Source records
● ● ●
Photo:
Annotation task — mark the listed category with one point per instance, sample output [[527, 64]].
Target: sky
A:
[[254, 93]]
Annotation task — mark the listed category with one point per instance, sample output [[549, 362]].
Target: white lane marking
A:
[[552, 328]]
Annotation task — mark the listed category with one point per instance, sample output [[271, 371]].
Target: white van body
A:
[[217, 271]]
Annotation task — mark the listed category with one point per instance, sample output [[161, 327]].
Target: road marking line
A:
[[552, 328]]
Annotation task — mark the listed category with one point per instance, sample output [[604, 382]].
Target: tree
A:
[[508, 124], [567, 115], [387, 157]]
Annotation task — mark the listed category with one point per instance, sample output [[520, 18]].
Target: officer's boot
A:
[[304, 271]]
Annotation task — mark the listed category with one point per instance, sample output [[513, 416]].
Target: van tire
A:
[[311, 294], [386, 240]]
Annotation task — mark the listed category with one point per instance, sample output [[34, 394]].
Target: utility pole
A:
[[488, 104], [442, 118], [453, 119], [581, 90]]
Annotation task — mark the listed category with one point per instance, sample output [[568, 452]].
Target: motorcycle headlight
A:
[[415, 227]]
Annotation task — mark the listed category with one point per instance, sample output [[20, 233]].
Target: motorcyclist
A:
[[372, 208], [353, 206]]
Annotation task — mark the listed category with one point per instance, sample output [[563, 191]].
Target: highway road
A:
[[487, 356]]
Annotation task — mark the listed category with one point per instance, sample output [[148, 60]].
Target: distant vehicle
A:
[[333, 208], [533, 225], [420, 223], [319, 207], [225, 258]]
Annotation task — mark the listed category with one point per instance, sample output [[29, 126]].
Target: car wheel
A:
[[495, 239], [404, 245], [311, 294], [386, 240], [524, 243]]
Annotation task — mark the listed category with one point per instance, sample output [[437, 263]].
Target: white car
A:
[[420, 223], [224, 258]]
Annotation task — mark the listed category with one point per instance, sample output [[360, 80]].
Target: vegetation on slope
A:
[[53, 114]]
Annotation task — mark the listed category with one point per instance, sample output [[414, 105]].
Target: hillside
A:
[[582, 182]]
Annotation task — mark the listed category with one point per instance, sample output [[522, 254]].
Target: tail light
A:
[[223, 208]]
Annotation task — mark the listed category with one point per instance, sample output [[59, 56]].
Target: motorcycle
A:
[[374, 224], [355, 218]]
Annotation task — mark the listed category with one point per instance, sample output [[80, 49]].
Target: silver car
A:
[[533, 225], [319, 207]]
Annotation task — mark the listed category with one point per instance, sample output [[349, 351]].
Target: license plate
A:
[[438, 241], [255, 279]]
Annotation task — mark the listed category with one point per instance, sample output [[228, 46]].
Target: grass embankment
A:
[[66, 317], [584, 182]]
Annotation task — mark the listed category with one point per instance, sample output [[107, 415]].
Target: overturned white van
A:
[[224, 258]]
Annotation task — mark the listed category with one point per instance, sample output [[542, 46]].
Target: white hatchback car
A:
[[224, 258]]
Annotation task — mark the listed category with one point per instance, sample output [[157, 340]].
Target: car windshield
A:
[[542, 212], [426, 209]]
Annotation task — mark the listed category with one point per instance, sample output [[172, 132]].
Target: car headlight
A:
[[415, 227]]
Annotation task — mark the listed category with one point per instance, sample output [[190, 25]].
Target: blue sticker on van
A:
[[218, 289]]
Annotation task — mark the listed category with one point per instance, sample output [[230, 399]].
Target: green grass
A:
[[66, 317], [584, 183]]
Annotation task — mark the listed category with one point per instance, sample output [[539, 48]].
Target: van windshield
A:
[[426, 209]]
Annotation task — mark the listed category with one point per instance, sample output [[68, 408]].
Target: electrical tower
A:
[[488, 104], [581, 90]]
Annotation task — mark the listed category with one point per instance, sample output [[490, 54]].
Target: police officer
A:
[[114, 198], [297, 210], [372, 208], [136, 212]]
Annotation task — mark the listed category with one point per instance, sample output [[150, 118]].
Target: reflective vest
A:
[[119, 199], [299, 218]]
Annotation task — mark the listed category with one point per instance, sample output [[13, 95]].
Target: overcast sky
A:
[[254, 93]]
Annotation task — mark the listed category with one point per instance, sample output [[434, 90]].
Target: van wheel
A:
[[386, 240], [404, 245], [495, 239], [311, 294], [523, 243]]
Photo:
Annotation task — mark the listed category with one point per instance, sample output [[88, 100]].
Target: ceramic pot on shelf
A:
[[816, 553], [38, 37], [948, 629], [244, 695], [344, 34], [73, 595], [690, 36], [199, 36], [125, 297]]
● ● ●
Retype all of the entries above word for word.

Photo:
Annotation task — mark the listed category with one point per instance, sample output [[527, 64]].
Target: sky
A:
[[254, 93]]
Annotation task — mark the listed category with one point per instance, sample output [[549, 362]].
Target: white lane marking
A:
[[552, 328]]
Annotation task — mark the listed category with one point per instance, sample output [[271, 371]].
Target: white van body
A:
[[217, 271]]
Annotation task — mark the listed category with one point per instance, sample output [[161, 327]].
Target: road marking line
A:
[[552, 328]]
Annotation task — mark the listed category with one point per instance, sample output [[604, 382]].
Target: tree
A:
[[508, 124], [567, 115], [387, 157]]
Annotation task — mark the listed category with one point per instance, sample output [[520, 18]].
Target: officer's boot
A:
[[304, 271]]
Annotation task — mark the listed category with one point per instance, sample output [[513, 416]].
Target: van tire
A:
[[311, 294], [386, 240]]
Annotation task — mark the listed category with one point per instance, sample output [[34, 394]].
Target: utility pole
A:
[[488, 104], [442, 118], [453, 119], [581, 90]]
Annotation task — mark the listed category with one point per instance, sample output [[568, 452]].
Target: motorcycle headlight
A:
[[415, 227]]
Annotation task — mark the listed category with one point per instance, sample output [[20, 233]].
Target: motorcyclist
A:
[[372, 208], [353, 206]]
Annotation task — mark the listed category with one point per instance, sample output [[563, 191]].
Target: highway road
A:
[[487, 356]]
Annotation task — mark the listed category with one point per instance, sample output [[148, 60]].
Target: distant vehicle
A:
[[333, 208], [533, 225], [420, 223], [319, 207], [225, 258]]
Annotation task — mark the listed category with one point per instance, sample output [[29, 126]].
Target: car wheel
A:
[[495, 239], [404, 245], [311, 294], [386, 240], [524, 243]]
Annotation task — mark the listed category with one point per instance, sample output [[437, 263]].
Target: white car
A:
[[420, 223], [224, 258]]
Annotation task — mark the listed category with one point per instance, sample output [[360, 80]].
Target: vegetation on slope
A:
[[53, 114]]
Annotation task — mark the listed category with one point per instance, sample output [[414, 105]].
Target: hillside
A:
[[582, 182]]
Annotation task — mark the listed category with one point per instance, sample output [[522, 254]].
Target: tail light
A:
[[223, 208]]
Annotation task — mark the listed category with one point per instance, sample output [[59, 56]].
Target: motorcycle
A:
[[374, 224], [355, 218]]
Annotation task — mark the listed category with one point per instance, sample output [[80, 49]].
Target: silver car
A:
[[533, 225], [319, 207]]
Annotation task — mark the listed category with one point per instance, sample output [[349, 351]].
Target: license plate
A:
[[438, 241], [255, 279]]
Annotation task — mark the listed category with one point per instance, sample output [[228, 46]].
Target: grass embankment
A:
[[66, 317], [584, 182]]
Annotation task — mark the listed category with one point per instance, sample output [[107, 415]].
Target: overturned white van
A:
[[224, 258]]
Annotation task — mark the listed category with one point per instance, sample output [[542, 46]].
Target: white hatchback car
A:
[[224, 258]]
Annotation task — mark the listed category with one point per instance, sample output [[157, 340]].
Target: car windshield
A:
[[542, 212], [426, 209]]
Annotation task — mark the listed category with one point per instance, sample output [[172, 132]].
Target: car headlight
A:
[[415, 227]]
Annotation task — mark the listed category with one point per instance, sample output [[190, 25]].
Target: blue sticker on van
A:
[[218, 289]]
Annotation task — mark the listed category with one point per instance, sample output [[230, 399]].
Target: green grass
A:
[[66, 317], [584, 183]]
Annotation task — mark the listed category with one point per instance, sample output [[539, 48]].
Target: van windshield
A:
[[426, 209]]
Annotation task — mark the listed category with one point per instance, sample output [[68, 408]].
Target: electrical tower
A:
[[488, 104], [581, 90]]
Annotation task — mark the listed category with one point per instance, sample output [[490, 54]].
Target: police officer
A:
[[114, 198], [297, 210], [372, 208], [136, 212]]
Annotation task — mark the listed category with one point per instance, sample output [[150, 118]].
Target: reflective vest
A:
[[119, 199], [299, 218]]
Annotation task — mark the listed category with one point per instance, sample output [[13, 95]].
Target: overcast sky
A:
[[254, 93]]
Annotation task — mark the listed category with one point per instance, sample output [[434, 90]].
Target: van wheel
A:
[[386, 240], [404, 245], [495, 239], [311, 294], [523, 243]]
Photo:
Annotation task — mark the listed category with one point per instance, sample output [[88, 100]].
Target: ceramic pot on shelf
A:
[[816, 553], [38, 37], [948, 629], [244, 695], [344, 34], [73, 595], [690, 36], [199, 36], [125, 297]]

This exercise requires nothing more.